» **Цитируемый текст**:
=-=-=-=-=

В нашей московской квартире после войны люди были нервные, часто скандалили. Однако в каком-то возвышенном, театральном духе, вульгарные выражения не использовались. Отец — из дворян, мать — из простых, но зато фанатичка изящной словесности, и язык улицы был мне чужд, как и улица в целом. Воспитывала меня в основном тетка, сестра матери, женщина старорежимная, строгая. Она закончила классическую гимназию в Новониколаевске и точно знала, как должны вести себя хорошие господа. Прекрасно читала вслух, рассказывала чудные истории и пела сибирские песни. Книг в доме хватало. Главным писателем в семье был Гоголь. 

— Что для тебя было важнее — литература или жизнь?

— Увлекало и то и другое. Я очень рано решил, что буду сочинять, лет в девять. У меня была явная тяга к письму. 

— И какой был твой набор чтения, когда ты уже начал писать серьезно? Почему ты начал писать? Что явилось импульсом — протест против банальности советской жизни? Презрение? Преодоление текста? Многие говорят, что, когда они прочли Платонова, это было началом. Вот ты что-то читаешь и понимаешь, что за этим стоишь ты? Для многих из современных русских писателей это был Платонов, а ты говоришь о Бунине?

=-=-=-=-=

» **Фрагменты данных**:
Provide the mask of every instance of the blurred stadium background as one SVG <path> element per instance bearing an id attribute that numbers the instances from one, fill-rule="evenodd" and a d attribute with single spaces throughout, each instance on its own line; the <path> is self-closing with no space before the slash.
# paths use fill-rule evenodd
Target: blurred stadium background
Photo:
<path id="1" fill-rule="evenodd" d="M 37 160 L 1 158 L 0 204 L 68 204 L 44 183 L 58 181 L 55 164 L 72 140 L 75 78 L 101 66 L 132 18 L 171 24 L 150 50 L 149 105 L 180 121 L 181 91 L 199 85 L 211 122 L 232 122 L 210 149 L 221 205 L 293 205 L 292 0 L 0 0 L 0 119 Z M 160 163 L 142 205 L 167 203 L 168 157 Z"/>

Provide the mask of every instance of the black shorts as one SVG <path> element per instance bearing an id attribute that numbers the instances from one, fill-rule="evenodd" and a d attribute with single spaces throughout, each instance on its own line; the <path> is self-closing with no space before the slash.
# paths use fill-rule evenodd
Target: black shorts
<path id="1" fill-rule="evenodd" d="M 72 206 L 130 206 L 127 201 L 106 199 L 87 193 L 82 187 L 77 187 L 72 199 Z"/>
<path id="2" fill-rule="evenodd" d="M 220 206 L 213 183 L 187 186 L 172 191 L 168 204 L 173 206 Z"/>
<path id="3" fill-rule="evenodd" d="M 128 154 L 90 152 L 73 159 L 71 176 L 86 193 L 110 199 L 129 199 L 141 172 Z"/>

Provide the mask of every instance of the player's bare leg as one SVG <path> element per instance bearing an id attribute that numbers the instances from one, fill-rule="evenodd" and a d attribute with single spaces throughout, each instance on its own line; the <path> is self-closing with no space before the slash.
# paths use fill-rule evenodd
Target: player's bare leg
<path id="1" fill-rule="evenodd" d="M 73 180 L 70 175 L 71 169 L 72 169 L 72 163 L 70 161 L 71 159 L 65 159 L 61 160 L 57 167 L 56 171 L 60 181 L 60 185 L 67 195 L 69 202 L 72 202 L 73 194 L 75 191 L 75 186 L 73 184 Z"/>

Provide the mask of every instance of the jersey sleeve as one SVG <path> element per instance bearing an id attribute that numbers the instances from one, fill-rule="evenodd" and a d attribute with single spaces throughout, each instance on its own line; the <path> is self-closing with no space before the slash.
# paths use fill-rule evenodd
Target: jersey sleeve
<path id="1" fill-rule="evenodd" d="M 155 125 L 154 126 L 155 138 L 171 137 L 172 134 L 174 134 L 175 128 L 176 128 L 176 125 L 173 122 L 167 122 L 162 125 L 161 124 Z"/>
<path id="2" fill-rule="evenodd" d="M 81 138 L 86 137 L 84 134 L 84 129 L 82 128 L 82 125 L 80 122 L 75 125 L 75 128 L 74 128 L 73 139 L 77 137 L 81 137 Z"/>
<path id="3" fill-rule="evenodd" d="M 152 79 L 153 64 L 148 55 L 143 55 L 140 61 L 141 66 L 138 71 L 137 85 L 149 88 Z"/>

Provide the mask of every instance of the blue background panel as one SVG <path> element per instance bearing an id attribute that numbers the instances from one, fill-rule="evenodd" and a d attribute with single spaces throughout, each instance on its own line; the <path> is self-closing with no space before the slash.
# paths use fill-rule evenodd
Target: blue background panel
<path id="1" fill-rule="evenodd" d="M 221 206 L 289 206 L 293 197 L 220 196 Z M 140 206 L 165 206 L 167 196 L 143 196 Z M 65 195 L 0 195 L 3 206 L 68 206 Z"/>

=-=-=-=-=

» **Задачи и задания**:
a - Напечатайте без изменений фрагмент интервью, начиная со слов «В нашей московской» и продолжая до слов «тяга к письму.» включительно.
b - Выведите без изменений строки записей, начиная с самой первой и продолжая до строки с «160 L 1 158» включительно.

» **Данные ответы**:
a -
В нашей московской квартире после войны люди были нервные, часто скандалили. Однако в каком-то возвышенном, театральном духе, вульгарные выражения не использовались. Отец — из дворян, мать — из простых, но зато фанатичка изящной словесности, и язык улицы был мне чужд, как и улица в целом. Воспитывала меня в основном тетка, сестра матери, женщина старорежимная, строгая. Она закончила классическую гимназию в Новониколаевске и точно знала, как должны вести себя хорошие господа. Прекрасно читала вслух, рассказывала чудные истории и пела сибирские песни. Книг в доме хватало. Главным писателем в семье был Гоголь. 

— Что для тебя было важнее — литература или жизнь?

— Увлекало и то и другое. Я очень рано решил, что буду сочинять, лет в девять. У меня была явная тяга к письму.

b -
Provide the mask of every instance of the blurred stadium background as one SVG <path> element per instance bearing an id attribute that numbers the instances from one, fill-rule="evenodd" and a d attribute with single spaces throughout, each instance on its own line; the <path> is self-closing with no space before the slash.
# paths use fill-rule evenodd
Target: blurred stadium background
Photo:
<path id="1" fill-rule="evenodd" d="M 37 160 L 1 158 L 0 204 L 68 204 L 44 183 L 58 181 L 55 164 L 72 140 L 75 78 L 101 66 L 132 18 L 171 24 L 150 50 L 149 105 L 180 121 L 181 91 L 199 85 L 211 122 L 232 122 L 210 149 L 221 205 L 293 205 L 292 0 L 0 0 L 0 119 Z M 160 163 L 142 205 L 167 203 L 168 157 Z"/>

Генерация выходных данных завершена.